* Description of the task: Could you write out the whole listing exactly as it appears?
* * * *
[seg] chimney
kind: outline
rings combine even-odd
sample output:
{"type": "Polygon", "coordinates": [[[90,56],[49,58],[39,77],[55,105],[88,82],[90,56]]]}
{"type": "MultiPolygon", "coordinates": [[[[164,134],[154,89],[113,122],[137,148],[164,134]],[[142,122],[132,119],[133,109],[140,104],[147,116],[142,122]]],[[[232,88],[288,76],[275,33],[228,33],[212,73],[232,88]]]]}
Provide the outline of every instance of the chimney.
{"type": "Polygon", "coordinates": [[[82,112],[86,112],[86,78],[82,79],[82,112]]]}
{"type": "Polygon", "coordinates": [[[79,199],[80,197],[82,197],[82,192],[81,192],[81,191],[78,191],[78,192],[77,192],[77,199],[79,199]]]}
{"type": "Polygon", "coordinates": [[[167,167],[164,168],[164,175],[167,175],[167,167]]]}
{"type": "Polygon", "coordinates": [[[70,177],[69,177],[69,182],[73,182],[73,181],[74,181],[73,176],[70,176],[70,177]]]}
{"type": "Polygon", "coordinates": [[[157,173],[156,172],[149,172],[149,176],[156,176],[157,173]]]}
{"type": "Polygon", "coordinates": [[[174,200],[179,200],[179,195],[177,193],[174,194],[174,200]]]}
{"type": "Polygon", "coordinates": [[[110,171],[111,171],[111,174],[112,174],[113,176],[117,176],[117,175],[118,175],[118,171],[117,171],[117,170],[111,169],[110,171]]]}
* * * *
* Output:
[seg] chimney
kind: outline
rings combine even-odd
sample output:
{"type": "Polygon", "coordinates": [[[90,56],[49,58],[39,77],[55,105],[88,82],[90,56]]]}
{"type": "MultiPolygon", "coordinates": [[[[164,134],[154,89],[113,122],[137,148],[164,134]],[[142,122],[132,119],[133,109],[140,104],[147,116],[142,122]]],[[[232,88],[288,76],[275,33],[228,33],[212,73],[232,88]]]]}
Provide the outline of every instance of the chimney.
{"type": "Polygon", "coordinates": [[[82,112],[86,112],[86,78],[82,79],[82,112]]]}
{"type": "Polygon", "coordinates": [[[79,199],[80,197],[82,197],[82,192],[81,192],[81,191],[78,191],[78,192],[77,192],[77,199],[79,199]]]}
{"type": "Polygon", "coordinates": [[[167,167],[164,168],[164,175],[167,175],[167,167]]]}
{"type": "Polygon", "coordinates": [[[70,177],[69,177],[69,182],[73,182],[73,181],[74,181],[73,176],[70,176],[70,177]]]}
{"type": "Polygon", "coordinates": [[[157,173],[156,172],[149,172],[149,176],[156,176],[157,173]]]}
{"type": "Polygon", "coordinates": [[[174,200],[179,200],[179,195],[177,193],[174,194],[174,200]]]}
{"type": "Polygon", "coordinates": [[[110,171],[111,171],[111,174],[112,174],[113,176],[117,176],[117,175],[118,175],[118,171],[117,171],[117,170],[111,169],[110,171]]]}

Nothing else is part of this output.